Requirements. Collect every line of the data below that contains the word "spotted", matching case exactly.

Dataset items.
[Start]

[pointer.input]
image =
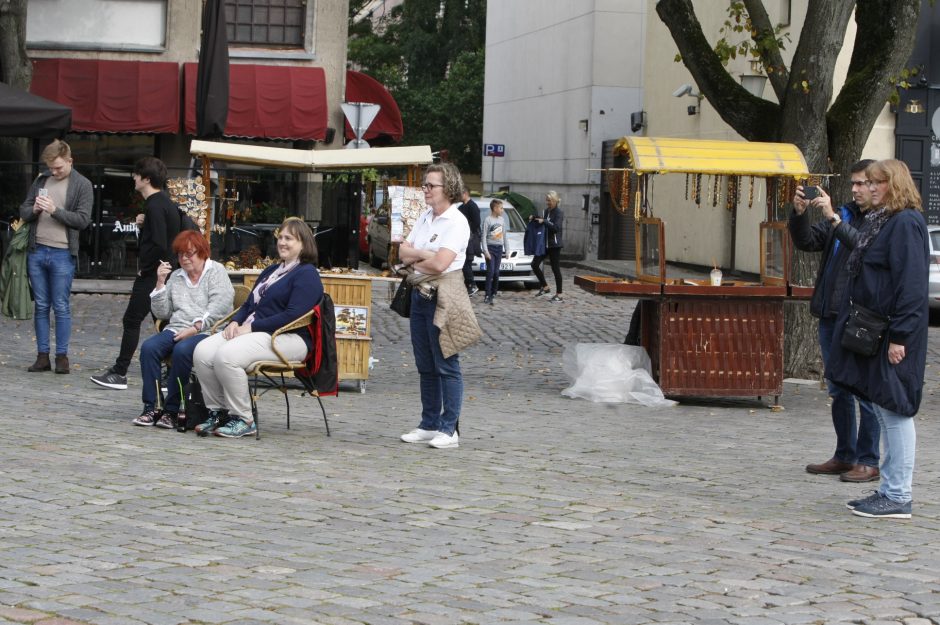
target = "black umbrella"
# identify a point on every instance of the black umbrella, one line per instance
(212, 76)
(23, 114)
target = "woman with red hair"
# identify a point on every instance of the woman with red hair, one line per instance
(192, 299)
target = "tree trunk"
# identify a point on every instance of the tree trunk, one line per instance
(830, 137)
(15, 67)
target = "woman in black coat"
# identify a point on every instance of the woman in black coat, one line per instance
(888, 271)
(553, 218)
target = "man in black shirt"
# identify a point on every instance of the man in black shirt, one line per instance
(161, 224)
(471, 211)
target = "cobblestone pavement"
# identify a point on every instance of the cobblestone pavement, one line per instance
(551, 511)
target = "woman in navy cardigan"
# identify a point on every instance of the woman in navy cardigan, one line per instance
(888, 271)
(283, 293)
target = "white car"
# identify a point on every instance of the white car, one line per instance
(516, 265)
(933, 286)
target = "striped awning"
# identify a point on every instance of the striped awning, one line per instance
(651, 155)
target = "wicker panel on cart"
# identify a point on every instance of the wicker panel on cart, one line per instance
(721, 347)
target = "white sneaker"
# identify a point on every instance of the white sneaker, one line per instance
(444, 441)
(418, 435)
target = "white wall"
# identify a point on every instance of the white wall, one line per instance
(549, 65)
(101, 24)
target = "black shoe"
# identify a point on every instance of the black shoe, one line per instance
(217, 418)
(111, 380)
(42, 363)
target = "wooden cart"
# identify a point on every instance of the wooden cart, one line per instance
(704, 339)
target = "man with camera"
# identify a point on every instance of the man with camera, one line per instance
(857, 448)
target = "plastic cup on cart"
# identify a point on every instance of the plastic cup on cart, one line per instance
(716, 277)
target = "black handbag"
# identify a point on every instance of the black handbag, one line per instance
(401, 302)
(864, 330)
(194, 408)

[End]
[Start]

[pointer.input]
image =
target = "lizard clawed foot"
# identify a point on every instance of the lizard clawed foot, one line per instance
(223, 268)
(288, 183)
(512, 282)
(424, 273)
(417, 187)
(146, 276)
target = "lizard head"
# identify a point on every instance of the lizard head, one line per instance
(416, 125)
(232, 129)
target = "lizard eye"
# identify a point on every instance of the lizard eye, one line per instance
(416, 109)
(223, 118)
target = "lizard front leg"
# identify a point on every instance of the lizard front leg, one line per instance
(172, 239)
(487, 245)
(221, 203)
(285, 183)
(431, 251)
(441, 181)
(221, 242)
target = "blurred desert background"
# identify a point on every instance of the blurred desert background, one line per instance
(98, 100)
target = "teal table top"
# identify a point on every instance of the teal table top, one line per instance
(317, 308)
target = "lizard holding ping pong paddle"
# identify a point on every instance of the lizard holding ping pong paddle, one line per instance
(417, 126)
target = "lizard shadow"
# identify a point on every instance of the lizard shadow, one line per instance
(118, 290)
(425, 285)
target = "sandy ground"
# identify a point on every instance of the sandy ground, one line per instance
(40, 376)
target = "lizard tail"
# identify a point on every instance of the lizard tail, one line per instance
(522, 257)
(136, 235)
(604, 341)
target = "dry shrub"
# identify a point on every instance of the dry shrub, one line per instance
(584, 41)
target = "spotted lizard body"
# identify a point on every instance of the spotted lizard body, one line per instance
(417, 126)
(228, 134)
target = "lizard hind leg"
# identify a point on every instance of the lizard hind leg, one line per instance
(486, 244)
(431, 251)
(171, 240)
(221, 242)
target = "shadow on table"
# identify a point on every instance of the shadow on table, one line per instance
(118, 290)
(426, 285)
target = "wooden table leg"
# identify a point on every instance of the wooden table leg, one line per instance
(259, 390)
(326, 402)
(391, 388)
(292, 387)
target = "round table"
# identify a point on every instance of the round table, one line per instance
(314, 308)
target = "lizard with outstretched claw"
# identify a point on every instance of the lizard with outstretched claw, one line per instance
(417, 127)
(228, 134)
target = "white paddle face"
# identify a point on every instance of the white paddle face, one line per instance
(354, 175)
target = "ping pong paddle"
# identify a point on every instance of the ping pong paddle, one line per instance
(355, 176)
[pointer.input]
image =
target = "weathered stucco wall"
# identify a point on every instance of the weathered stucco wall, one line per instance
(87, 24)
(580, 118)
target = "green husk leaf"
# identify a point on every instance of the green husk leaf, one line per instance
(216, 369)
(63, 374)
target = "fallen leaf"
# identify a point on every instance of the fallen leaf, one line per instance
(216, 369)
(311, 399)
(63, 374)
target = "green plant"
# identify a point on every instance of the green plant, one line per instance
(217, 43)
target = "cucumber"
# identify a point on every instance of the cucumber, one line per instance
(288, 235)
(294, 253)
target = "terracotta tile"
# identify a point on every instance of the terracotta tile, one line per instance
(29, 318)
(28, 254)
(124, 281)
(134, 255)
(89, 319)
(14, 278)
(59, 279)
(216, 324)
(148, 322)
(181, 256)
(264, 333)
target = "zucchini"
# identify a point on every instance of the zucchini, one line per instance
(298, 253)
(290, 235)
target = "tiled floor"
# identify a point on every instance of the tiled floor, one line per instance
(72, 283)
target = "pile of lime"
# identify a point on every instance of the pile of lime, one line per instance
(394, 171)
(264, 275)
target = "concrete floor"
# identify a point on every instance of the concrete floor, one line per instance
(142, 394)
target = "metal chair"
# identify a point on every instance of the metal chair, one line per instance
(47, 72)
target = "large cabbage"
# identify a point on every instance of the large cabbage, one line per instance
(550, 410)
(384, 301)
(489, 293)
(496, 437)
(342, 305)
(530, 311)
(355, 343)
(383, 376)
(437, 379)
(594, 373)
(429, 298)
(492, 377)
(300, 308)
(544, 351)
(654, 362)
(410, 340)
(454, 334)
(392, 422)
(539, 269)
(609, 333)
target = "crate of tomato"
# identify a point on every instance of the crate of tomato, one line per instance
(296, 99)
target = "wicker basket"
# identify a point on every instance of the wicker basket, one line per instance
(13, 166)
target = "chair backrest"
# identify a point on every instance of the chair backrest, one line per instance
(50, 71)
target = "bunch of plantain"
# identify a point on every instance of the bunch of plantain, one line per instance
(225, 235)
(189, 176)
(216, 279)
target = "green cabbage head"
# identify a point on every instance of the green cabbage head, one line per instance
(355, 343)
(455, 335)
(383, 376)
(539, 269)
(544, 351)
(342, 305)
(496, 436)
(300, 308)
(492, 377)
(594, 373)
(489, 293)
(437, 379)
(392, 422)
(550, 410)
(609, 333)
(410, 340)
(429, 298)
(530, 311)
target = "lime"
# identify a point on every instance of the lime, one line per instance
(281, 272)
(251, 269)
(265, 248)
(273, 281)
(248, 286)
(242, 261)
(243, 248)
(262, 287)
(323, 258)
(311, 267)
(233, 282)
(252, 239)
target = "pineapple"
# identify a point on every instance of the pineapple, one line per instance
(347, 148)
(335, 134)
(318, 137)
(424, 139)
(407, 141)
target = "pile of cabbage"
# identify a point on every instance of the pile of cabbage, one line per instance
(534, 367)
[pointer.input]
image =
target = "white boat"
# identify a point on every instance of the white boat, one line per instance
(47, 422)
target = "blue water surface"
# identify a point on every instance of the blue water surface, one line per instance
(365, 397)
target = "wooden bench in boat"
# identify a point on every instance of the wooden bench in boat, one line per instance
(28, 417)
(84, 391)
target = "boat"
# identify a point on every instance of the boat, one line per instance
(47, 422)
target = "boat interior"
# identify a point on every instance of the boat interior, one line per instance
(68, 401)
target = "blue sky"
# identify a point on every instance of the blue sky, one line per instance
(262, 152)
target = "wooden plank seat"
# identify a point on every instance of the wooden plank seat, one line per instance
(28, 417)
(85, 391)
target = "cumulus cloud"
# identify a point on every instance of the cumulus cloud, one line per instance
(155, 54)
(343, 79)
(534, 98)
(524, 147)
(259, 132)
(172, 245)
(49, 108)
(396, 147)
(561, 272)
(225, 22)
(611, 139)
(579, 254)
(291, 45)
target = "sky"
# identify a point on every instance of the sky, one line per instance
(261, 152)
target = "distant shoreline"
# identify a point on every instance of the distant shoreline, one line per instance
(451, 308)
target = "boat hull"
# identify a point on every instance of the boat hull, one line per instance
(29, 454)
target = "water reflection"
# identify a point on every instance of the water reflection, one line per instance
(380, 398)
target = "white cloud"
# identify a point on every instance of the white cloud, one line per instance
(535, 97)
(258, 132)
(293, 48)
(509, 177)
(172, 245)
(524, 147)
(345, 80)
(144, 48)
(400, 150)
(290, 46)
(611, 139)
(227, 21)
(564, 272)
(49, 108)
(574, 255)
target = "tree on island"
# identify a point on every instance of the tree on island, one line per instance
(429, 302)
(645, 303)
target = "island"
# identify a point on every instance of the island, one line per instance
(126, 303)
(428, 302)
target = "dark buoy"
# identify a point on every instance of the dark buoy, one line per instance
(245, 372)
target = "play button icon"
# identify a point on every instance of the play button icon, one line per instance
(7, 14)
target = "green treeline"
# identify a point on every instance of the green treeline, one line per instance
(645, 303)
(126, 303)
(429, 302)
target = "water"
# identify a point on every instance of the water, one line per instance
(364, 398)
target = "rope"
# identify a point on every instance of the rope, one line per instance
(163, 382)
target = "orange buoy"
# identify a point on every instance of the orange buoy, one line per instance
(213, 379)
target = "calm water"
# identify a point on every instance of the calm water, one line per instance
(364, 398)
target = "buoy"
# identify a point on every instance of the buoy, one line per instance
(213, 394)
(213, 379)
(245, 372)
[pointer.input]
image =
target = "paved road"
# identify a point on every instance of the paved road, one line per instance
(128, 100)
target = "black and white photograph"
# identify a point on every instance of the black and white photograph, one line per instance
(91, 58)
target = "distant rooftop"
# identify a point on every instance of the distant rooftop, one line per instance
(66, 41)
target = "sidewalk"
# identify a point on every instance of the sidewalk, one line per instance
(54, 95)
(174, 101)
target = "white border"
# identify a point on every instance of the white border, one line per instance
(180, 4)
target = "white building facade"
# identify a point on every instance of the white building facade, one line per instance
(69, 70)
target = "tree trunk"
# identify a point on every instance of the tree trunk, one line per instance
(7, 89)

[End]
[Start]

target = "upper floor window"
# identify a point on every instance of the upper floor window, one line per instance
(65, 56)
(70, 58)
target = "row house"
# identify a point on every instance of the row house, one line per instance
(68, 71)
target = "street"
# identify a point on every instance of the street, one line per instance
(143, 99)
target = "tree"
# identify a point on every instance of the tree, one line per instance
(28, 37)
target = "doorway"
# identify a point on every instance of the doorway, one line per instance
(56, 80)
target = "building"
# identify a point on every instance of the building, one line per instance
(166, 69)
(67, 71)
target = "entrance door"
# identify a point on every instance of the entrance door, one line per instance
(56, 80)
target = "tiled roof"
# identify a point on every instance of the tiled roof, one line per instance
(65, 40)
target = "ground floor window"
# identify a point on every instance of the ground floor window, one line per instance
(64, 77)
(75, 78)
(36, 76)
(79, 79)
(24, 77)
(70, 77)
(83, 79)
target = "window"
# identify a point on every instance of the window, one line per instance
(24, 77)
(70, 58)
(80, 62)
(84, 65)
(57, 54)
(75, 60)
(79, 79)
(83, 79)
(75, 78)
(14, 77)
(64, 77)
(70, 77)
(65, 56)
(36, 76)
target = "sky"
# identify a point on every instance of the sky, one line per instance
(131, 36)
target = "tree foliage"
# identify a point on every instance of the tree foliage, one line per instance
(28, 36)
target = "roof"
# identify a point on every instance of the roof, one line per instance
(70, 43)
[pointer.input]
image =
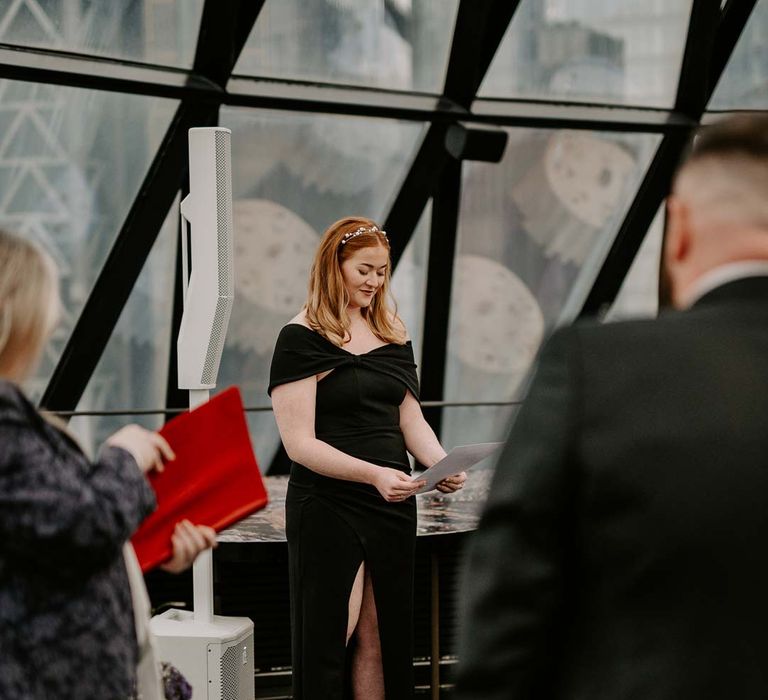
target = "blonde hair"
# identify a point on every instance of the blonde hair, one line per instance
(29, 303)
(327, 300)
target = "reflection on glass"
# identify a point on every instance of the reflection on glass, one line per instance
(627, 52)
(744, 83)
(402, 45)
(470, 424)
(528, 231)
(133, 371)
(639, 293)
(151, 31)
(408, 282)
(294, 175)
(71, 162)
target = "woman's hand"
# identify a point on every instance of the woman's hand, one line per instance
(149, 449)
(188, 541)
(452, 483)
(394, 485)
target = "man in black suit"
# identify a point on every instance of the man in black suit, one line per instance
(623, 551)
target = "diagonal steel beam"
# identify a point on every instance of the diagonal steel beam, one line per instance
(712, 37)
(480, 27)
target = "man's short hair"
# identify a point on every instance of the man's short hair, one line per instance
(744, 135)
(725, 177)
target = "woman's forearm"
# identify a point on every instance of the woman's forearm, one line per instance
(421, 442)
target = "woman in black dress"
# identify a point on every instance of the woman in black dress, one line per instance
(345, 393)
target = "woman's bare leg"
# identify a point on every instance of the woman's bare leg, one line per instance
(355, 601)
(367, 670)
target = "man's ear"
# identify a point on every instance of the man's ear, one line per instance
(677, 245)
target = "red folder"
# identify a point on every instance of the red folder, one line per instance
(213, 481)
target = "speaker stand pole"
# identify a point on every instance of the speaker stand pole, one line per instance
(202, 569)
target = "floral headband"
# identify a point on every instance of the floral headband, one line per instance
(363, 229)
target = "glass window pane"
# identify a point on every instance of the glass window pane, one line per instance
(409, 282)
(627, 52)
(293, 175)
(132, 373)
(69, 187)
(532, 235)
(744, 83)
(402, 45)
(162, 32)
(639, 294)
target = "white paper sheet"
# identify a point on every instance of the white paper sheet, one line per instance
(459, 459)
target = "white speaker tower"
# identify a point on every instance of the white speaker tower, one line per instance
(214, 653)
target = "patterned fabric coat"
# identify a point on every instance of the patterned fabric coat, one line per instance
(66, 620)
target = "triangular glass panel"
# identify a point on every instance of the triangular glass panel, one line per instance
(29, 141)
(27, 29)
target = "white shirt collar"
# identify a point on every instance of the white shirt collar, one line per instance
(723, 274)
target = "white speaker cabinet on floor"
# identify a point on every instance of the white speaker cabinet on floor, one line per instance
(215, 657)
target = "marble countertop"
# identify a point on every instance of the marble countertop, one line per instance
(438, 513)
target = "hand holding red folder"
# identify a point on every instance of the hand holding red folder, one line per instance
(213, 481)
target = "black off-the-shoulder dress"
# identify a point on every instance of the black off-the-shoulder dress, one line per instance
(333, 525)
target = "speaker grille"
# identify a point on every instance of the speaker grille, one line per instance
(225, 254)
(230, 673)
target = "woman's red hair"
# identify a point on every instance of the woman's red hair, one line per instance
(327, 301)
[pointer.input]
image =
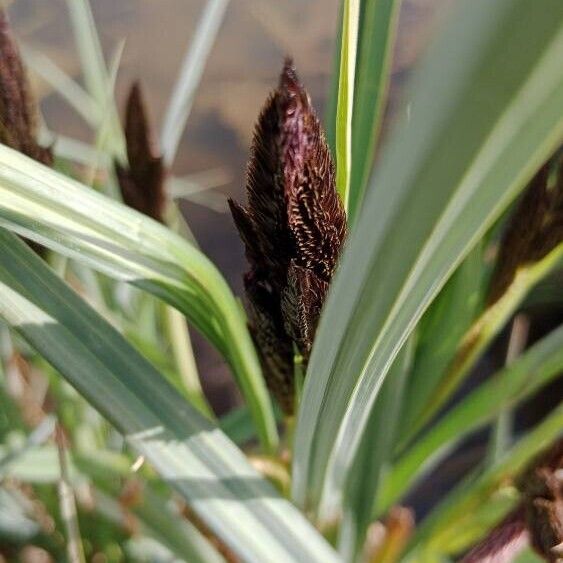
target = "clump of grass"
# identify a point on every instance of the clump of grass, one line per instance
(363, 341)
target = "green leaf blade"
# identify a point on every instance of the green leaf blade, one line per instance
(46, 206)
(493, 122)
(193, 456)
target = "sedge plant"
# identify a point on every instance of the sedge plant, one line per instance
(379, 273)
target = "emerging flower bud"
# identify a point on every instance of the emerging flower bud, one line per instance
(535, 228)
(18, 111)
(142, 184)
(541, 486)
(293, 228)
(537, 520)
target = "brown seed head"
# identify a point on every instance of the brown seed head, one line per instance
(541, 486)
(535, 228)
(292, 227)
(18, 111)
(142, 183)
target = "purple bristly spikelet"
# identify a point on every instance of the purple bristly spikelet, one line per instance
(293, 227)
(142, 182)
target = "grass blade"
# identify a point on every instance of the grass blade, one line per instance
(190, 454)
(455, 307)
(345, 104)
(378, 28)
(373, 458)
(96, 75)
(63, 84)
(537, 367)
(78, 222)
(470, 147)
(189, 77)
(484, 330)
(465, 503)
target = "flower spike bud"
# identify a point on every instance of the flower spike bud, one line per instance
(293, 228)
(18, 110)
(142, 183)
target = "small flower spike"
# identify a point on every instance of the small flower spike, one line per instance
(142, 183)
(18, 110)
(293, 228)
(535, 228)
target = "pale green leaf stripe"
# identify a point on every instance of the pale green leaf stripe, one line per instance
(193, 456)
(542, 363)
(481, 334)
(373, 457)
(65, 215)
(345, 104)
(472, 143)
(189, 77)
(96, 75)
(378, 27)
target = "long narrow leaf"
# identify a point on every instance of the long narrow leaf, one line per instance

[End]

Correct answer.
target = "spotted lizard body"
# identify a point on every instance of the spotted lizard body, one line per instance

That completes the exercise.